(Natural-language object grounding data)
----------------

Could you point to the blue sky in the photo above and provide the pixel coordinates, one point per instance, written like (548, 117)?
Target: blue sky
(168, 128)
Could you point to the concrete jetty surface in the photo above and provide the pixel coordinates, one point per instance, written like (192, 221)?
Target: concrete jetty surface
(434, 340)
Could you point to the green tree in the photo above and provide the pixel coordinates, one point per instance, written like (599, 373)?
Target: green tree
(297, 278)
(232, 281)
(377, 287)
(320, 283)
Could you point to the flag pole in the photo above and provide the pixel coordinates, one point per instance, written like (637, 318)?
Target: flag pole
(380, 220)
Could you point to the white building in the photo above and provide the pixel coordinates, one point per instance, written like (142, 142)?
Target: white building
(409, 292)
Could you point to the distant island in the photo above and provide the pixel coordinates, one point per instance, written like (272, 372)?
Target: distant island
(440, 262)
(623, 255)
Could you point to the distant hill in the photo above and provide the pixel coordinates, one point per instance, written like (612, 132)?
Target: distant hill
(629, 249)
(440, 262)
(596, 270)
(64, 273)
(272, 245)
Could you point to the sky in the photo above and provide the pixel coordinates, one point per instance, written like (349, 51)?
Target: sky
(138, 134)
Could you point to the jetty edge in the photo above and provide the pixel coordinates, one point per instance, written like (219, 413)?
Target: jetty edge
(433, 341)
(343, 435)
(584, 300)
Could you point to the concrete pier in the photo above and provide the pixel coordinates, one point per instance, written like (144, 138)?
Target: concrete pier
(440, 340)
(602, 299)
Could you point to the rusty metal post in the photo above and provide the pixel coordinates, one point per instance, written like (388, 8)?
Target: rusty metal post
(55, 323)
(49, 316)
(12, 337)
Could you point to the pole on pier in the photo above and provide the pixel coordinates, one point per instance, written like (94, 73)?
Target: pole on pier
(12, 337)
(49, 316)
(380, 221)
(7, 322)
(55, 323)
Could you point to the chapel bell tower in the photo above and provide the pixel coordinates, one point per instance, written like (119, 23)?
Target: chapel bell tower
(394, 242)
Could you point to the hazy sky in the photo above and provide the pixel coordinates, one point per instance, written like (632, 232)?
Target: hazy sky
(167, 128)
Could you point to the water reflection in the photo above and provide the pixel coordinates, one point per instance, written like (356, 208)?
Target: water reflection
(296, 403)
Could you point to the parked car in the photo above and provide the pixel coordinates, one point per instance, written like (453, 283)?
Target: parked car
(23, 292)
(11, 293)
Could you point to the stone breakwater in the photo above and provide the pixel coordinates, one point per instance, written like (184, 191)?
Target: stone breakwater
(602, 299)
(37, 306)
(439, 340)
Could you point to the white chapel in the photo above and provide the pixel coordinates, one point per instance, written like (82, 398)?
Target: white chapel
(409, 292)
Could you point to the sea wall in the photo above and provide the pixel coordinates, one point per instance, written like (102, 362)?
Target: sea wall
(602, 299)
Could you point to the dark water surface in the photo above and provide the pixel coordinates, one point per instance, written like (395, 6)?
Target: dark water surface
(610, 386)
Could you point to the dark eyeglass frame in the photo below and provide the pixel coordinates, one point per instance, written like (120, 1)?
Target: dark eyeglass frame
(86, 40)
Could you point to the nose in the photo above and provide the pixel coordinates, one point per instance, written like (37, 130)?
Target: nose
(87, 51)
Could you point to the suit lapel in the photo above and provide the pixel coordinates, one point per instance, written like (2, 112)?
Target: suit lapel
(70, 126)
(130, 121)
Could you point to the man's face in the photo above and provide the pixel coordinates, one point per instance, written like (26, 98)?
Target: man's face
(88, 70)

----------------

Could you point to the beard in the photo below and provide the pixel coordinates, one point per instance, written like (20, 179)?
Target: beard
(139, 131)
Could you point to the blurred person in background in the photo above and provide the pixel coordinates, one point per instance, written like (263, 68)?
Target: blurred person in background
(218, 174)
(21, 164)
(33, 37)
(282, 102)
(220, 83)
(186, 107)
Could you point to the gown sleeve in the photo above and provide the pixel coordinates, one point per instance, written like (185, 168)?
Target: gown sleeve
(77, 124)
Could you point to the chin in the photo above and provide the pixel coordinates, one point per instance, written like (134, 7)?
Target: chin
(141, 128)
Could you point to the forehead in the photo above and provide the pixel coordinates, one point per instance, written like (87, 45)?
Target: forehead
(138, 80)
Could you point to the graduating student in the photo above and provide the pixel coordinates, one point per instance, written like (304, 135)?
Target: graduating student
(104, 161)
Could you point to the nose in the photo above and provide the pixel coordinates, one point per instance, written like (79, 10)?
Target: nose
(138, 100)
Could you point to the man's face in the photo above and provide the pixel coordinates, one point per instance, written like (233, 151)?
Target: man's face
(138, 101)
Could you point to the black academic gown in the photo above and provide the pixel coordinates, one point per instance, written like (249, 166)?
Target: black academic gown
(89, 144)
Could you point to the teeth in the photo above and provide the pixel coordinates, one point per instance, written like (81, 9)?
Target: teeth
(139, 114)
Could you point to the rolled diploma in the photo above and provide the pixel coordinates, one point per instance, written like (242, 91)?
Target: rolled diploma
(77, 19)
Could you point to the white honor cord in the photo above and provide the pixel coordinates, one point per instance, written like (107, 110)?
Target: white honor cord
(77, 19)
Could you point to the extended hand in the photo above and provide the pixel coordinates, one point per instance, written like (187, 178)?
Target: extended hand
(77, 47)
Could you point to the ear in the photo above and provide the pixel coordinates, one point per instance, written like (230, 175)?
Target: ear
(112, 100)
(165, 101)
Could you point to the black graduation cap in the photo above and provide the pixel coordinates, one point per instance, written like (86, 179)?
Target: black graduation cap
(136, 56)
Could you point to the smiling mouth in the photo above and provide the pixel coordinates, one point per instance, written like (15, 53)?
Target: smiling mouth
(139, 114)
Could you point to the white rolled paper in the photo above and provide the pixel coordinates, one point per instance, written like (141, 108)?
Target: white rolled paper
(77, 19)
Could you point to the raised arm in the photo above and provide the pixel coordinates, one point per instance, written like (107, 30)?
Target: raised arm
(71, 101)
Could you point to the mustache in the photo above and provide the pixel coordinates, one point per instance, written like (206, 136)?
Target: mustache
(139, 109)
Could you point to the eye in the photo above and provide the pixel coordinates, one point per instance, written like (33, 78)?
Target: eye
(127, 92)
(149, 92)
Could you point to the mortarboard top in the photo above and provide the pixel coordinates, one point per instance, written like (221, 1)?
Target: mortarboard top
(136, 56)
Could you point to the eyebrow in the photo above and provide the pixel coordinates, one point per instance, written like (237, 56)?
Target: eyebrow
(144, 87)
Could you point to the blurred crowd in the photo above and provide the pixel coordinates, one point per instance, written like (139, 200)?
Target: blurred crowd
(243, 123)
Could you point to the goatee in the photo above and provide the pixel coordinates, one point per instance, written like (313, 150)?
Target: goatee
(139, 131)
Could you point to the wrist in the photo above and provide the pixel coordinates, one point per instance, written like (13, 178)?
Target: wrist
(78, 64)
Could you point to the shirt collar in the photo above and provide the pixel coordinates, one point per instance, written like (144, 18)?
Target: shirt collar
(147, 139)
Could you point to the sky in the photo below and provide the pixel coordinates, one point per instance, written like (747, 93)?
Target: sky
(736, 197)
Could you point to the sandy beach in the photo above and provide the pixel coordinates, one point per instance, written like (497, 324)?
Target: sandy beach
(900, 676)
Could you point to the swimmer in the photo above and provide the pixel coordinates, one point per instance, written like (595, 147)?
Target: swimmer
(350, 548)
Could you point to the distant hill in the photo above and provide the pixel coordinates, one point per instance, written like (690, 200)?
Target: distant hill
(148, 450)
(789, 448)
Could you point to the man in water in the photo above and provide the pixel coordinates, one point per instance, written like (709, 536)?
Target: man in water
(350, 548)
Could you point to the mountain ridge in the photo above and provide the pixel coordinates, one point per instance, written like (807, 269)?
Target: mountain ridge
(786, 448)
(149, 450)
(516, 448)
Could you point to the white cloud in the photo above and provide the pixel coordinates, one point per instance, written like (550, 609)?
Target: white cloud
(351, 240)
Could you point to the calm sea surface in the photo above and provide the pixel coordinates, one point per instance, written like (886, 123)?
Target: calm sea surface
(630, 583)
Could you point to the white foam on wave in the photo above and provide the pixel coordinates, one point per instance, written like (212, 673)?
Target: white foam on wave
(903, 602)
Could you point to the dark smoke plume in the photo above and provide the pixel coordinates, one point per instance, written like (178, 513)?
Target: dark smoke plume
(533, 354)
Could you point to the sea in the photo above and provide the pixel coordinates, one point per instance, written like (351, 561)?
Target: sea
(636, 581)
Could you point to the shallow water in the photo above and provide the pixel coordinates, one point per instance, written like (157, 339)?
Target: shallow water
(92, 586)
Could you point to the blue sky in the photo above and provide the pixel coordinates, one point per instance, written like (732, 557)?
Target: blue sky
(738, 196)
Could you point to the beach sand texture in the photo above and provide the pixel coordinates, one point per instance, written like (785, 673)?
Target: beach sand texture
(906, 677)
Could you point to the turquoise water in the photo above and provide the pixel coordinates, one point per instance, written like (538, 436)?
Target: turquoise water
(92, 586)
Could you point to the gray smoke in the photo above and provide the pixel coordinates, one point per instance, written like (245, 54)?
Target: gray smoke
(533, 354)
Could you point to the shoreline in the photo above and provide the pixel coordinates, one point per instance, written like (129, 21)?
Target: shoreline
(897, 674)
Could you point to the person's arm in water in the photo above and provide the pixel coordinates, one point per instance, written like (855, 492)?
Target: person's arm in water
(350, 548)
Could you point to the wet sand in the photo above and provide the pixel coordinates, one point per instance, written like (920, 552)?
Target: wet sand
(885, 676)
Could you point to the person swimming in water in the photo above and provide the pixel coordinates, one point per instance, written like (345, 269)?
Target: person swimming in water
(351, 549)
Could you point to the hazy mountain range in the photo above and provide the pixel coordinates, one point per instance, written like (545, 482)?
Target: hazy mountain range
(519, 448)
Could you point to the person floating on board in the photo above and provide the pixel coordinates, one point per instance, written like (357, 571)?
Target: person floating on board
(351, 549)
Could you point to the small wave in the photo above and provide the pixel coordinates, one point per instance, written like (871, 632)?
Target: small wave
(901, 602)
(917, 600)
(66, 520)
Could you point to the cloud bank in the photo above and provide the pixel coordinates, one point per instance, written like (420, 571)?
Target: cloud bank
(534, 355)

----------------

Activity:
Reproduce exactly the entries above, limited to the lines from the one with "Target: white honor cord" through the one with "Could you point to the ear", both included.

Solution to the exercise:
Target: white honor cord
(77, 19)
Could you point to the extended hand in the photo above and provide the pixel coordinates, one point per instance, written like (187, 178)?
Target: extended hand
(77, 47)
Could you point to the ear in the photo above and provide the pixel coordinates, one point per instance, written like (230, 175)?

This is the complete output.